== Da fare ==
Riscrivi per favore tutte le righe seguenti come tabella Markdown con le colonne «Numero» e «Testo», tralasciando quelle vuote. Lascia fuori dalla risposta le immagini.

====

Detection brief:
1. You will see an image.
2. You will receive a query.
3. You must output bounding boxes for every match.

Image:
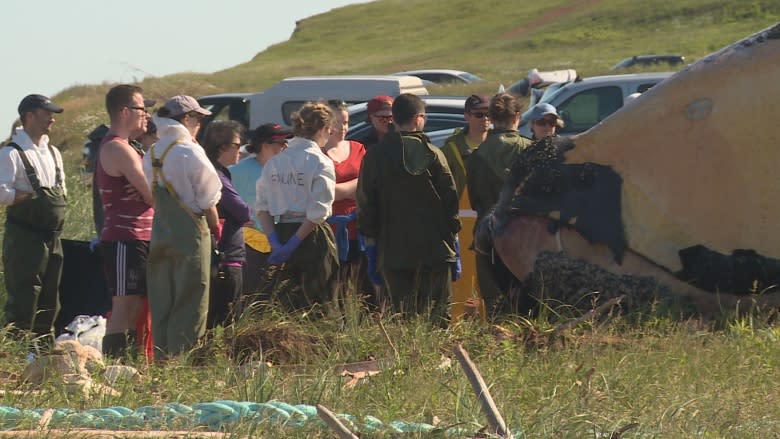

====

== Risposta ==
| Numero | Testo |
|---|---|
| 1 | Detection brief: |
| 2 | 1. You will see an image. |
| 3 | 2. You will receive a query. |
| 4 | 3. You must output bounding boxes for every match. |
| 5 | Image: |